What this exercise asks –
1. According to the passage about the teachers' aid bill, how many votes did Harry Reid gather for the measure?
2. Copy word for word the stretch of the passage about the teachers' aid bill that opens with the words "The bill was" and closes with "of the bill.".

Selected passage –

====================

The bill was resuscitated thanks in part to the leadership of Senate Majority Leader Harry Reid, who was able to corral 61 votes on the measure, and a belated push by the White House.  Arne Duncan, Pres. Obama's Secretary of Education, commented: "It is a great vote for American children. It showed a lot of courage."

It was clearly a momentous occasion, as the House of Representatives decided to cut short its August recess and come back to D.C. next week to pass the Senate's version of the bill.

While the Medicaid payments to states will not be distributed till January 2011, the teachers' aid will be doled out almost immediately to bolster school districts preparing to fire thousands of teachers this month. If the House had decided not to come back early, the measure would have only passed in September, by which time school rosters would have been shattered by layoffs.

The bill is likely to pass through the Democrat-controlled House, and is considered an important political victory by the Obama Administation. In recent weeks, the White House had been coming under fire from union supporters who believed that the President was more interested in passing untested reforms than keeping teachers on the job and in the classroom. With this emergency teacher aid, the President protects his administration from that criticism.

====================

Saved entries
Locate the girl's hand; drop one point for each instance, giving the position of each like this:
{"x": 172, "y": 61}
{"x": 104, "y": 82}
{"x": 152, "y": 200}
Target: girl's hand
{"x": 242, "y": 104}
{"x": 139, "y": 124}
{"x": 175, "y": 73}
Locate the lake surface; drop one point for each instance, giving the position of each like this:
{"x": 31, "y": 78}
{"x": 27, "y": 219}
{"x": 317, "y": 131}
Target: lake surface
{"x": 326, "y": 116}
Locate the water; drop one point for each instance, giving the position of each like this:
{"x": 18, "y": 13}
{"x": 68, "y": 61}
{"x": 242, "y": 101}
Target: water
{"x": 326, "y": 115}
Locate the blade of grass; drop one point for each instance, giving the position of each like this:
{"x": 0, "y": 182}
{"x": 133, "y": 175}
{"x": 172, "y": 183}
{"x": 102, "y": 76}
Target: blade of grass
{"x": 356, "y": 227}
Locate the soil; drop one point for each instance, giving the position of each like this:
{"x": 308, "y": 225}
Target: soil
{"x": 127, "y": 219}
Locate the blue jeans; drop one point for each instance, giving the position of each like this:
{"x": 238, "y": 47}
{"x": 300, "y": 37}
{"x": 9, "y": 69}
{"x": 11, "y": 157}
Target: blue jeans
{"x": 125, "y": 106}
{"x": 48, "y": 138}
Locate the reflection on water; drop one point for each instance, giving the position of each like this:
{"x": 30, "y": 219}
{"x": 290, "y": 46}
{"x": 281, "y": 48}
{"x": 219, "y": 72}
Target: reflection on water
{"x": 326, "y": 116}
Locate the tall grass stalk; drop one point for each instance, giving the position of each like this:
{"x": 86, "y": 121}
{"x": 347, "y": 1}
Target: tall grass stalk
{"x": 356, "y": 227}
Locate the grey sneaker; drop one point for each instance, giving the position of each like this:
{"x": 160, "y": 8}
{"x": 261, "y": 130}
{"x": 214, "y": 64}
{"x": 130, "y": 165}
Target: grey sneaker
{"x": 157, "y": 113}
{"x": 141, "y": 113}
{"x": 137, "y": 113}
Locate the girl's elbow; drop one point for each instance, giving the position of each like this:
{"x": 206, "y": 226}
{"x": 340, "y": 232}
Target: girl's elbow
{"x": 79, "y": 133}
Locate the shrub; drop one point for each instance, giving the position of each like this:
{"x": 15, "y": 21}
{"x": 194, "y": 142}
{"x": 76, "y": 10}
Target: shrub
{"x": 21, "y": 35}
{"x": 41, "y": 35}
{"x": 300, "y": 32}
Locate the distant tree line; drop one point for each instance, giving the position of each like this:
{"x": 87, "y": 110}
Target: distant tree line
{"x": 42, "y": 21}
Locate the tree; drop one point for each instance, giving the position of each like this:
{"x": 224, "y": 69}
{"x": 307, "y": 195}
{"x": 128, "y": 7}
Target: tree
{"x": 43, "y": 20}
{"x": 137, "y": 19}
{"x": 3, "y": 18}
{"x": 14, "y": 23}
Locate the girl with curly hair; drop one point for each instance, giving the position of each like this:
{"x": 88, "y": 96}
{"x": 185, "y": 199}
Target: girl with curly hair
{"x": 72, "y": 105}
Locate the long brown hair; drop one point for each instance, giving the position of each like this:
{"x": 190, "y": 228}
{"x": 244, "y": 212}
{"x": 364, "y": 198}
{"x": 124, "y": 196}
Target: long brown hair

====================

Task solutions –
1. 61 votes.

2.
The bill was resuscitated thanks in part to the leadership of Senate Majority Leader Harry Reid, who was able to corral 61 votes on the measure, and a belated push by the White House.  Arne Duncan, Pres. Obama's Secretary of Education, commented: "It is a great vote for American children. It showed a lot of courage."

It was clearly a momentous occasion, as the House of Representatives decided to cut short its August recess and come back to D.C. next week to pass the Senate's version of the bill.